■ **Coordinate annotation records**
__________________________________________________

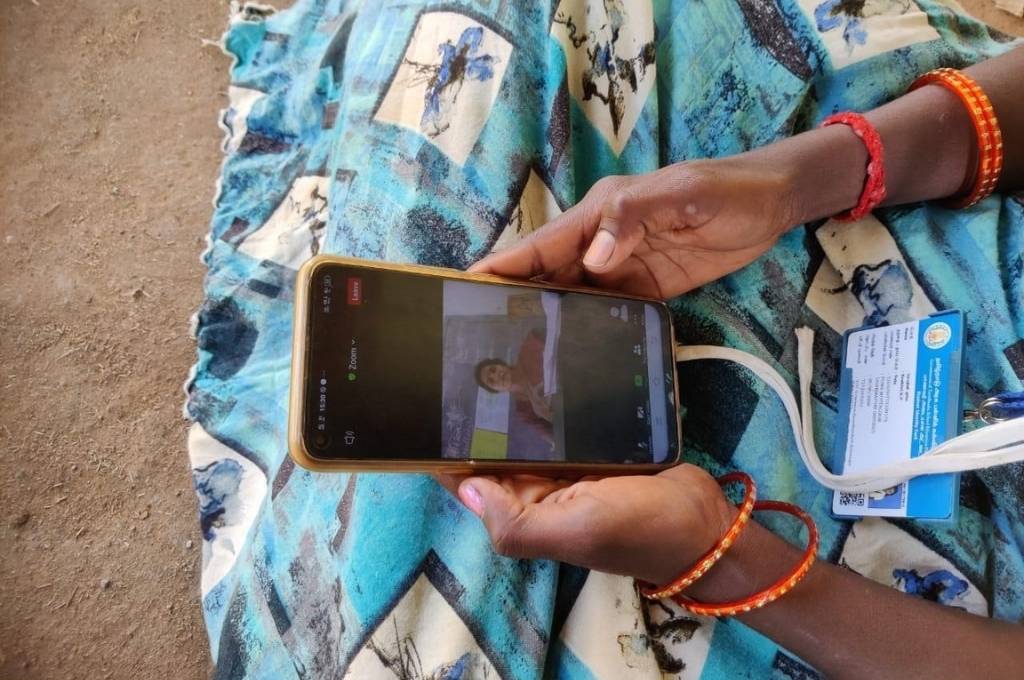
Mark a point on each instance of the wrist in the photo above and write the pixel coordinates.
(756, 560)
(822, 172)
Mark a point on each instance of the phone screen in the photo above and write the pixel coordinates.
(407, 366)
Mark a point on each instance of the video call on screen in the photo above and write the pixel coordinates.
(411, 367)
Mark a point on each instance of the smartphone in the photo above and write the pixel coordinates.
(400, 368)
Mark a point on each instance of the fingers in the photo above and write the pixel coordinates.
(524, 529)
(557, 247)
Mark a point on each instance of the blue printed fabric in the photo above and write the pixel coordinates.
(435, 132)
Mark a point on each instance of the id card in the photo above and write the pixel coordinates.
(900, 396)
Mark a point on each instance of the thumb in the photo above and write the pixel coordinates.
(623, 225)
(517, 529)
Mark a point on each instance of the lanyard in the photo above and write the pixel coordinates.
(997, 443)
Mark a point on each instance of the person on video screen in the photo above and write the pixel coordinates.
(524, 380)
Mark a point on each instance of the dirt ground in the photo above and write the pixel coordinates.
(109, 150)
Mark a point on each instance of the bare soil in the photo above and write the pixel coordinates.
(109, 151)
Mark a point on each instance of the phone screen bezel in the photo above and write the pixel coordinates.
(302, 455)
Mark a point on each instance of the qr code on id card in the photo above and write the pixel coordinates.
(852, 500)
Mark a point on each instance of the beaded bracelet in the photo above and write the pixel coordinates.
(875, 183)
(777, 589)
(986, 128)
(709, 558)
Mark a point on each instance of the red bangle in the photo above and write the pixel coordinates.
(875, 184)
(777, 589)
(986, 128)
(709, 558)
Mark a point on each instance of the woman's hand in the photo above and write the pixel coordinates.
(660, 234)
(651, 527)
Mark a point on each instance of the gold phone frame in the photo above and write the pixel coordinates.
(300, 346)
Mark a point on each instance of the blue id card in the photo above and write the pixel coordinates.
(899, 396)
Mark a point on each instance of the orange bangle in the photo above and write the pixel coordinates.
(986, 127)
(777, 589)
(709, 558)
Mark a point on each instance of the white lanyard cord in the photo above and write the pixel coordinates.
(998, 443)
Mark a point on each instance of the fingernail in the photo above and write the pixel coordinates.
(472, 499)
(600, 249)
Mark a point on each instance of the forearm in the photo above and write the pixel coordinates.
(929, 141)
(847, 626)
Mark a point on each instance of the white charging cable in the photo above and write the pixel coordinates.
(998, 443)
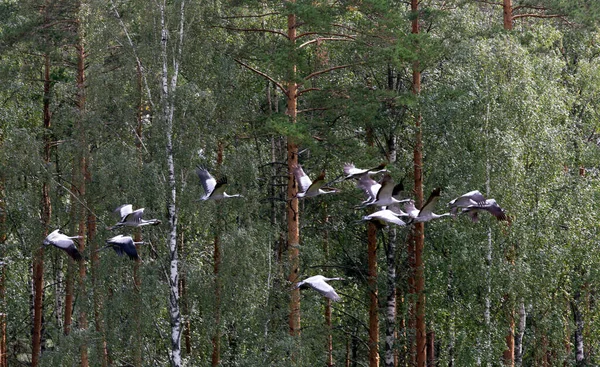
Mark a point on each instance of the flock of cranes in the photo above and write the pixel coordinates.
(384, 194)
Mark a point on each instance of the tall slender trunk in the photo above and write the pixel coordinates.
(216, 340)
(373, 295)
(81, 177)
(329, 339)
(418, 232)
(519, 335)
(578, 319)
(46, 213)
(507, 12)
(187, 332)
(293, 214)
(167, 99)
(391, 334)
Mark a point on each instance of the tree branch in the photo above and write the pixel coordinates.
(317, 73)
(254, 30)
(538, 16)
(263, 75)
(301, 92)
(250, 16)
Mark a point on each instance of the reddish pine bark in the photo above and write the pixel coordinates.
(293, 219)
(46, 212)
(418, 234)
(216, 340)
(3, 235)
(507, 12)
(373, 296)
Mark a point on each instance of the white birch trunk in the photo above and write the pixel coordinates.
(168, 92)
(519, 335)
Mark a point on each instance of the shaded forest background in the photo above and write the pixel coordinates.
(105, 103)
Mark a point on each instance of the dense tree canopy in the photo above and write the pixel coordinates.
(119, 102)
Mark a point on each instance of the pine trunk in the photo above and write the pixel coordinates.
(373, 295)
(3, 236)
(167, 98)
(507, 12)
(391, 334)
(418, 233)
(293, 215)
(519, 335)
(578, 337)
(46, 212)
(329, 339)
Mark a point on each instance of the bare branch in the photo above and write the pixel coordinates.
(250, 16)
(317, 40)
(263, 75)
(137, 59)
(301, 92)
(314, 109)
(326, 34)
(317, 73)
(254, 30)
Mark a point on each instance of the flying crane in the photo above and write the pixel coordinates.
(213, 189)
(319, 283)
(65, 243)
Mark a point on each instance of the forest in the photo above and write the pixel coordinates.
(111, 106)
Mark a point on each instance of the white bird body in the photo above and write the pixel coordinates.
(124, 244)
(426, 213)
(65, 243)
(308, 188)
(370, 187)
(386, 215)
(470, 198)
(132, 218)
(386, 194)
(319, 283)
(490, 205)
(351, 171)
(213, 189)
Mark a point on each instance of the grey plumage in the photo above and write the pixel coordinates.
(319, 283)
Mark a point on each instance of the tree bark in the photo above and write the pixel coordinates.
(216, 339)
(509, 353)
(3, 236)
(519, 335)
(391, 334)
(168, 90)
(418, 232)
(293, 215)
(507, 12)
(578, 319)
(373, 295)
(329, 339)
(46, 213)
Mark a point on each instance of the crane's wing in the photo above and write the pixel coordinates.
(207, 181)
(369, 186)
(220, 187)
(136, 216)
(494, 209)
(314, 187)
(302, 179)
(124, 210)
(431, 201)
(326, 290)
(64, 243)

__________________________________________________

■ **WHAT IS REQUIRED**
Quote the full listing above word for word; exclude every picture from the copy.

■ **OUTPUT OF THE EXERCISE**
Mark a point on each instance of the wrist in the photo above and write the pixel coordinates.
(756, 560)
(822, 172)
Mark a point on each instance of the phone screen in the photo above and write the pixel coordinates.
(407, 366)
Mark a point on each instance of the video call on screen in the photo above and write the pixel coordinates.
(411, 367)
Mark a point on each instance of the smartphone in the photo above and write the pixel coordinates.
(400, 368)
Mark a point on each instance of the fingers in the photo above and write the pixel coordinates.
(524, 529)
(557, 247)
Mark a point on each instance of the blue printed fabric in the photo above and write the pixel coordinates.
(435, 132)
Mark a point on each instance of the id card in the photo above and write the pixel coordinates.
(900, 396)
Mark a point on each instance of the thumb in the photo above and write the pixel coordinates.
(623, 225)
(517, 529)
Mark a point on each instance of the lanyard in the photo above and write the pixel coordinates.
(997, 443)
Mark a point on each instance of the person on video screen in the photo above and write the pixel coordinates.
(524, 380)
Mark a point on each instance of the dirt ground in the photo above and write the pixel coordinates.
(109, 150)
Mark a point on each instance of the bare soil in the photo above and write the pixel coordinates.
(109, 151)
Mark a point on each instance of the phone screen bezel in the photo above and write the pixel coordinates.
(302, 455)
Mark a point on each instance of the qr code on id card in the photo above and write the pixel coordinates.
(852, 500)
Mark a point on each instance of the beaded bracelet in the photo above and write the pixel coordinates.
(875, 183)
(777, 589)
(986, 128)
(709, 558)
Mark a point on each instance of the red bangle in the photo above and write the pixel coordinates.
(875, 184)
(777, 589)
(986, 128)
(709, 558)
Mark a point on each instance of the woman's hand in the photo above and write the pixel coordinates.
(660, 234)
(651, 527)
Mark a point on each instance of the gold phone frame in the photo above and write the pixel coordinates.
(300, 346)
Mark a point on each instance of the blue id card in the photo above and write the pixel coordinates.
(899, 396)
Mark a point on each instance of the orange bangle in the photo above and write the pixel coordinates.
(986, 127)
(777, 589)
(709, 558)
Mark a point on each instance of the white lanyard cord in the photo above and write the pixel coordinates.
(998, 443)
Mark a point on each instance of the fingernail in the photo above and write the pixel coordinates.
(472, 499)
(600, 249)
Mark a point on each instance of the forearm in the photo above and write the pixel coordinates.
(929, 141)
(847, 626)
Mark a point on each instance of the white charging cable in the photo above and write the pixel coordinates.
(998, 443)
Mark a point on each instance of the flock of cranes in the photo above and write the pixel coordinates.
(384, 194)
Mark a point on each instance of the tall slender trunk in the photo above and write the pixel coordinates.
(216, 340)
(373, 295)
(81, 177)
(329, 339)
(418, 232)
(519, 335)
(578, 319)
(46, 213)
(507, 12)
(187, 332)
(293, 214)
(167, 99)
(391, 334)
Mark a point on each instance of the tree branch in the photo above and write the pixel coordinates.
(317, 73)
(254, 30)
(538, 16)
(263, 75)
(301, 92)
(250, 16)
Mark a point on each instance of the reddish pine bark in the photo above and write the pixel coordinates.
(293, 219)
(46, 212)
(418, 234)
(216, 340)
(3, 235)
(507, 12)
(373, 296)
Mark a point on each instance of the white birch trunk in the photo above and write the pixel coordinates.
(168, 92)
(519, 335)
Mark a point on each instance of the shaded forest background in the photo above and write the pixel coordinates.
(105, 103)
Mark a point on each instance of the dense tree canopy in the photo above and write the pixel coordinates.
(119, 102)
Mark a point on each instance of the pine trunk in the photo above and write the pixel coordinates.
(373, 295)
(3, 236)
(167, 98)
(507, 12)
(391, 334)
(418, 233)
(293, 215)
(519, 335)
(578, 337)
(46, 212)
(329, 339)
Mark a point on each instance of the bare branch in the photo above and write the pixel coordinates.
(250, 16)
(317, 40)
(263, 75)
(137, 59)
(301, 92)
(314, 109)
(326, 34)
(317, 73)
(254, 30)
Mark a point on each instance of the flying crane in the photo above and write the pixel coordinates.
(213, 189)
(319, 283)
(65, 243)
Mark a point on each instance of the forest in the photo above and write the pixel coordinates.
(111, 106)
Mark a point on each instance of the white bird body in the photo above and write the pixel coordinates.
(124, 244)
(426, 213)
(65, 243)
(308, 188)
(370, 187)
(386, 215)
(470, 198)
(132, 218)
(386, 194)
(319, 283)
(490, 205)
(351, 171)
(213, 189)
Mark a point on each instance of the grey plumage in the photo above and write the pixel coordinates.
(319, 283)
Mark a point on each instance of the tree bark in the photo above and write the pixel coordinates.
(216, 339)
(509, 353)
(3, 236)
(519, 335)
(391, 334)
(168, 90)
(418, 232)
(293, 215)
(507, 12)
(578, 319)
(373, 295)
(329, 339)
(46, 213)
Mark a point on each instance of the crane's wing in the photo above and write the pixel coordinates.
(207, 181)
(369, 186)
(220, 187)
(136, 216)
(494, 209)
(314, 187)
(302, 179)
(124, 210)
(431, 201)
(326, 290)
(64, 243)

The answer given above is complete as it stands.